Text passage ▸
>>>>>

Disaster Recovery Tiers

Once recovery time and recovery point objectives have been established, the next step is to select a recovery solution that can match those objectives. Unfortunately, disaster recovery facilities do come at a cost. A D/R plan should not be so expensive that it outweighs any benefit gained by doing it at all. It is, after all, like an insurance policy and should be cost-justified. In a perfect world, all data and applications would be treated equally in disaster recovery planning. Unfortunately, this is financially impractical.

To assist with this selection, analysts generally aim to categorize business functions into recovery classes or tiers, with different recovery point and recovery time objectives for each tier.

The RPOs and RTOs are used to guide the disaster recovery strategy of each tier. There is no industry standard classification. However, for purposes of comparison, we will use a tier classification first presented at an IBM SHARE user conference in 1992 that’s since been extended and is still in common use in IBM circles today.

At one extreme, the highest tier, the business function and data are deemed to be so critical that the recovery point objective is to the "last committed transaction" and Recovery Time Objective is "immediate recovery".

<<<<<

Required task ▸ Copy the disaster recovery tiers text word for word, from the heading to the last sentence.

Dataset rows ▸

>>>>>

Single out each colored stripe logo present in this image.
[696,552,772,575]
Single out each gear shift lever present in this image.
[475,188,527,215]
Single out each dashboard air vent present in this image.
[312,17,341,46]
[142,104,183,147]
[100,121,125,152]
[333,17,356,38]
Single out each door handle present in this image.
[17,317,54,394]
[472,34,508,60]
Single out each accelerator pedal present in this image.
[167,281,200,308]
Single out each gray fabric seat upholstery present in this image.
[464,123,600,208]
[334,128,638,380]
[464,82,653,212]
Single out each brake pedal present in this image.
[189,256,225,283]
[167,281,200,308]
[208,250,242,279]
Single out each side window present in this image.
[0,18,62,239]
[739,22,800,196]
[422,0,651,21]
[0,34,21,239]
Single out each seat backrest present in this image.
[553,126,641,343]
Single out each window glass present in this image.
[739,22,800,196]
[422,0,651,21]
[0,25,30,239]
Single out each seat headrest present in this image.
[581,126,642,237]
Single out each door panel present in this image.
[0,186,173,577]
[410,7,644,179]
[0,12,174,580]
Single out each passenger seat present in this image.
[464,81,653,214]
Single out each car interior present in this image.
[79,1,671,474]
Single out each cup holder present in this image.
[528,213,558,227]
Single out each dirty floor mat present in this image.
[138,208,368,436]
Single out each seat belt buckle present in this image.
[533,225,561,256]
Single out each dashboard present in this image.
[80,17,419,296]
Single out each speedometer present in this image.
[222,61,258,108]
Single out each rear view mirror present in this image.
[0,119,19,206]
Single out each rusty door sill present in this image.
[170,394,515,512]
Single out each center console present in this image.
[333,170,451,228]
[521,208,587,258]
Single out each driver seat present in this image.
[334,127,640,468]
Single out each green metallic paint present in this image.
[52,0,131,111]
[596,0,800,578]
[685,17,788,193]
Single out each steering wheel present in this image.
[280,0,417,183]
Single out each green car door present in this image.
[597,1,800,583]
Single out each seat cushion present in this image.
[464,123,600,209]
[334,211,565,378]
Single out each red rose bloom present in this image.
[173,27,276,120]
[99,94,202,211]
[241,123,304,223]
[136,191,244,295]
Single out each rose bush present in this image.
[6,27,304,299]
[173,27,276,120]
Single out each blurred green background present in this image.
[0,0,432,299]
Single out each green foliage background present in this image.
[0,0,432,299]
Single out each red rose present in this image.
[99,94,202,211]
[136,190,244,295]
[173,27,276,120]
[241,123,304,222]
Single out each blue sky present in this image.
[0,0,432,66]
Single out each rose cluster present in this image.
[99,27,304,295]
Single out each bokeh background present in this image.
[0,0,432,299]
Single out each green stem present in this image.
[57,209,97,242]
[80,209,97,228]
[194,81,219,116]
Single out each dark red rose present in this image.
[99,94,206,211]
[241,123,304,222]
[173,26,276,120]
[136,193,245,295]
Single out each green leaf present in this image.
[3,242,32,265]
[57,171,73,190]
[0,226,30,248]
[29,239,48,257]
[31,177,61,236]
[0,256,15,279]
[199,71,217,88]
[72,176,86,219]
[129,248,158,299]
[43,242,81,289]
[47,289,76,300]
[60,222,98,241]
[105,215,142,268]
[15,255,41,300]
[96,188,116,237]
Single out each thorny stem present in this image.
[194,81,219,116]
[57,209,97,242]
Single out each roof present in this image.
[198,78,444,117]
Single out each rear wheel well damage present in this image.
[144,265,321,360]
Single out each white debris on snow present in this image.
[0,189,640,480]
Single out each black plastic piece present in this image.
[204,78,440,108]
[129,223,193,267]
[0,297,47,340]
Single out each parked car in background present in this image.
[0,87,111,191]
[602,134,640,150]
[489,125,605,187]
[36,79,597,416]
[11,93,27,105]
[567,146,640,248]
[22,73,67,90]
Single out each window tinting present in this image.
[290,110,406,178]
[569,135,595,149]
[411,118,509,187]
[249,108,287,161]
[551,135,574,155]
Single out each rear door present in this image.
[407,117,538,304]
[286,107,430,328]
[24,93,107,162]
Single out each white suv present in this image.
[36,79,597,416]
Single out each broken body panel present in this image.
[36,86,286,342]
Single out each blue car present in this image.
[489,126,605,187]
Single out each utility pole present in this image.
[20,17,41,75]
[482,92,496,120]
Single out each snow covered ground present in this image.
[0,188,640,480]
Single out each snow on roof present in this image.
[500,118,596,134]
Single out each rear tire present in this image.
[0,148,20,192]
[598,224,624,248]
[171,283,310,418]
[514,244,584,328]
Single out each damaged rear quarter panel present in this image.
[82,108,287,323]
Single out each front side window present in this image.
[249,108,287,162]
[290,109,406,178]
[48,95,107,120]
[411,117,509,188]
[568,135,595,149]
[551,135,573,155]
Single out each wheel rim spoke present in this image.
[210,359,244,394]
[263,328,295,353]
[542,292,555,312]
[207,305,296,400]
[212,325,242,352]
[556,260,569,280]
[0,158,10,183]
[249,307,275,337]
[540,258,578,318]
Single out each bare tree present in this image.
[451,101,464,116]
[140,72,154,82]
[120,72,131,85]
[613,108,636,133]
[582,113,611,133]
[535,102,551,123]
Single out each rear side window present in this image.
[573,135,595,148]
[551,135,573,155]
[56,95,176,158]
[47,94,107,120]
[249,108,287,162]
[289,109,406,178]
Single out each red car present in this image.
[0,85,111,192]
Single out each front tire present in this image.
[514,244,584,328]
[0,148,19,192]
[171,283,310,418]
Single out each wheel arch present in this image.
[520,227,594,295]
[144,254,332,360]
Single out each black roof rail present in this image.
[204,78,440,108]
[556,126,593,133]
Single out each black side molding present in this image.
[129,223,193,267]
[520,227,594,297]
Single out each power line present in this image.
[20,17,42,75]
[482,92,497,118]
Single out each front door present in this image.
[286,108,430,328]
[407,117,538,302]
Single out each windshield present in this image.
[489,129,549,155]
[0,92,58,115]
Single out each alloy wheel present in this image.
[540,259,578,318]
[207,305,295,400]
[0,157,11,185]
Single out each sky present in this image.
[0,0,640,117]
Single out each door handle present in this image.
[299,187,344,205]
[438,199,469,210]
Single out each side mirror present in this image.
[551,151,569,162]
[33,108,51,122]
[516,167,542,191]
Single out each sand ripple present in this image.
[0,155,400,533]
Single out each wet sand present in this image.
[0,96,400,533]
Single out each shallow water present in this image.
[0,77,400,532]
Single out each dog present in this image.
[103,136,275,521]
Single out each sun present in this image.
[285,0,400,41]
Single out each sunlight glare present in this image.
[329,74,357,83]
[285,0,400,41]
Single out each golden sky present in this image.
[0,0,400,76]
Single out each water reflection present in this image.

<<<<<

Reply to the exercise ▸
Disaster Recovery Tiers

Once recovery time and recovery point objectives have been established, the next step is to select a recovery solution that can match those objectives. Unfortunately, disaster recovery facilities do come at a cost. A D/R plan should not be so expensive that it outweighs any benefit gained by doing it at all. It is, after all, like an insurance policy and should be cost-justified. In a perfect world, all data and applications would be treated equally in disaster recovery planning. Unfortunately, this is financially impractical.

To assist with this selection, analysts generally aim to categorize business functions into recovery classes or tiers, with different recovery point and recovery time objectives for each tier.

The RPOs and RTOs are used to guide the disaster recovery strategy of each tier. There is no industry standard classification. However, for purposes of comparison, we will use a tier classification first presented at an IBM SHARE user conference in 1992 that’s since been extended and is still in common use in IBM circles today.

At one extreme, the highest tier, the business function and data are deemed to be so critical that the recovery point objective is to the "last committed transaction" and Recovery Time Objective is "immediate recovery".